→ **Task brief**:
Copy out precisely the lines from the start of the data through the line with "rough mask: <svg", and keep pictures out of it.

(Items from a dataset)

◆ ◆ ◆ ◆

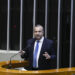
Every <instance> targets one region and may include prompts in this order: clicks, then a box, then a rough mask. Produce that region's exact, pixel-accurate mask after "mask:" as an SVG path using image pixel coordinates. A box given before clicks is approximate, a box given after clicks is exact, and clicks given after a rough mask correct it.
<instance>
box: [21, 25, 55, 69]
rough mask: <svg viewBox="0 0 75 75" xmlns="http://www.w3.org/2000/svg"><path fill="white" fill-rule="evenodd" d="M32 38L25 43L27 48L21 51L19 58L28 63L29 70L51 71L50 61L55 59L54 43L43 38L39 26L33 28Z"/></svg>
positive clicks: (50, 62) (42, 28)
mask: <svg viewBox="0 0 75 75" xmlns="http://www.w3.org/2000/svg"><path fill="white" fill-rule="evenodd" d="M33 34H34V38H32V39H30V40H28V41H27V48H26V49H25V50H21V51H20V52H21V57H22V58H25V59H27V60H28V61H29V64H30V69H32V70H37V69H38V70H44V69H51V68H52V65H51V62H52V60H54V59H55V57H56V56H55V51H54V42H53V41H52V40H49V39H47V38H45V37H44V36H43V35H44V29H43V27H42V26H41V25H36V26H35V27H34V33H33Z"/></svg>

◆ ◆ ◆ ◆

→ **Finished task**:
Every <instance> targets one region and may include prompts in this order: clicks, then a box, then a rough mask. Produce that region's exact, pixel-accurate mask after "mask:" as an SVG path using image pixel coordinates. A box given before clicks is approximate, a box given after clicks is exact, and clicks given after a rough mask correct it.
<instance>
box: [21, 25, 55, 69]
rough mask: <svg viewBox="0 0 75 75" xmlns="http://www.w3.org/2000/svg"><path fill="white" fill-rule="evenodd" d="M32 38L25 43L27 48L21 51L19 58L28 63L29 70L51 71L50 61L55 59L54 43L43 38L39 26L33 28Z"/></svg>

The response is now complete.